>>>

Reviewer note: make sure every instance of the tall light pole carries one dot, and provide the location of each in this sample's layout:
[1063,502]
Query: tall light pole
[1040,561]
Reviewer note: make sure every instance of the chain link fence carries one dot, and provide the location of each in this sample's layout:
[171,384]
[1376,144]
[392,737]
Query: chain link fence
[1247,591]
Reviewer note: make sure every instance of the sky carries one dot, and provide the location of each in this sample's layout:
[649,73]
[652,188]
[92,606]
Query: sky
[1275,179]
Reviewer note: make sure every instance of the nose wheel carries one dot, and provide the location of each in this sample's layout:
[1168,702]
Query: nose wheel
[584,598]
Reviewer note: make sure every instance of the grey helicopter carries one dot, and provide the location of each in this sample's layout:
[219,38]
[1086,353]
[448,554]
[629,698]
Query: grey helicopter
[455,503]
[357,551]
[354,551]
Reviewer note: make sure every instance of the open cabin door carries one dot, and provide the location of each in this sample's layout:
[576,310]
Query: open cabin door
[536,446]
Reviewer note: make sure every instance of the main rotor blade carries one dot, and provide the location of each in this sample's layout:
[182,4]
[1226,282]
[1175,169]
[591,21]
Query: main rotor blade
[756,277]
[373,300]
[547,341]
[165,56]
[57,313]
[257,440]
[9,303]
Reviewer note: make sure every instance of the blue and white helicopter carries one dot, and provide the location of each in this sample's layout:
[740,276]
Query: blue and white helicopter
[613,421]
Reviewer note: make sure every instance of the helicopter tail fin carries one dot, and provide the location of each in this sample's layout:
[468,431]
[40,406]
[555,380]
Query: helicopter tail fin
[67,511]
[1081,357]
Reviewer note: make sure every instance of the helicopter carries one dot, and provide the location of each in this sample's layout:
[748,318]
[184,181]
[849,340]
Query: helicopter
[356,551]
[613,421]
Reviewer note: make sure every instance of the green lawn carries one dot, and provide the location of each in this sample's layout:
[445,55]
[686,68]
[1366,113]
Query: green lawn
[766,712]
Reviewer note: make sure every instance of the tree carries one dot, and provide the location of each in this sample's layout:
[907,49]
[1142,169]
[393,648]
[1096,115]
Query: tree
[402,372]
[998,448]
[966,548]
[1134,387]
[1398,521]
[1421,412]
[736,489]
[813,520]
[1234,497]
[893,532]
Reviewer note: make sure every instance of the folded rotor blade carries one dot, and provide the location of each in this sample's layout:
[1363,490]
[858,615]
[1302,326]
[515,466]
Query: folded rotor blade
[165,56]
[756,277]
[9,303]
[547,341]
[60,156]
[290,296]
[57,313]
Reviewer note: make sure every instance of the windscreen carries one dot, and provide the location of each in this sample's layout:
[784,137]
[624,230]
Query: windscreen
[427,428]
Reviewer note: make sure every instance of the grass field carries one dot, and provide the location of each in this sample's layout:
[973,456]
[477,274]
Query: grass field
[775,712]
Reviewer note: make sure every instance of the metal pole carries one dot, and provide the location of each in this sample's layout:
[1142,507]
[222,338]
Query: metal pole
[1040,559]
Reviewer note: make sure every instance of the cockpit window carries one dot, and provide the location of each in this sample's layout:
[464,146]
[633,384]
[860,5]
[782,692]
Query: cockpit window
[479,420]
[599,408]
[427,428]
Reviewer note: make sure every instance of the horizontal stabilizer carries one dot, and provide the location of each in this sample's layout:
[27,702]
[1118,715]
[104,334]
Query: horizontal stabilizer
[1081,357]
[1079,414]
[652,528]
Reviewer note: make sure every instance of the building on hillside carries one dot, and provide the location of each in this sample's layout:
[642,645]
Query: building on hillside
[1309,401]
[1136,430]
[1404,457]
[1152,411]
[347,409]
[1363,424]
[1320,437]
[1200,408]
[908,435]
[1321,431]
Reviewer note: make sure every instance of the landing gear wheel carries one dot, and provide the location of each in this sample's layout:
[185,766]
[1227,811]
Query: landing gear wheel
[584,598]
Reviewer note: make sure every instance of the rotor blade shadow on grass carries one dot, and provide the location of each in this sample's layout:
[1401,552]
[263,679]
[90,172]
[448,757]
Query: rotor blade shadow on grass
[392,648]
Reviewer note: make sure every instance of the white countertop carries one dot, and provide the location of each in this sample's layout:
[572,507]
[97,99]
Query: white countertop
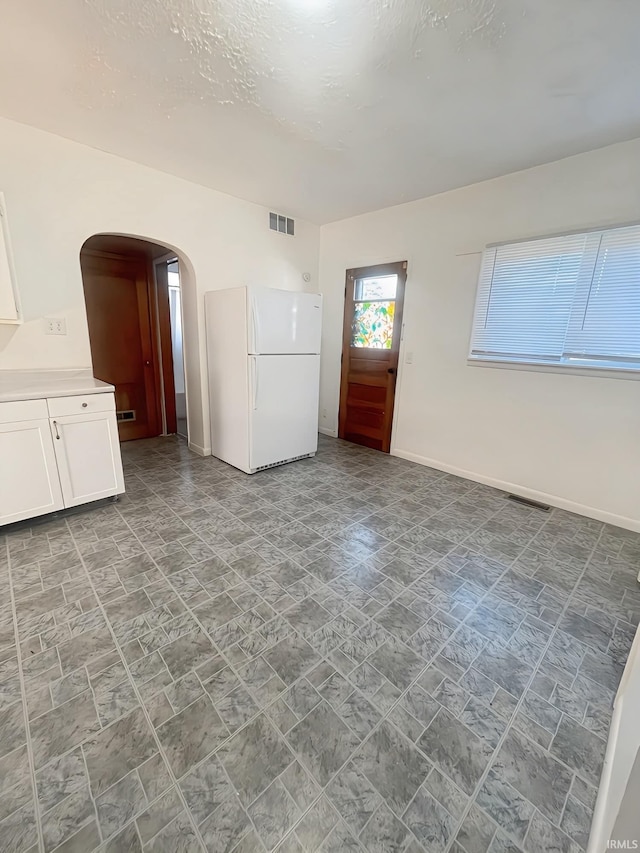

<<<

How many lines in the data above contain the string "main"? Case counts. Reply with the number alone.

2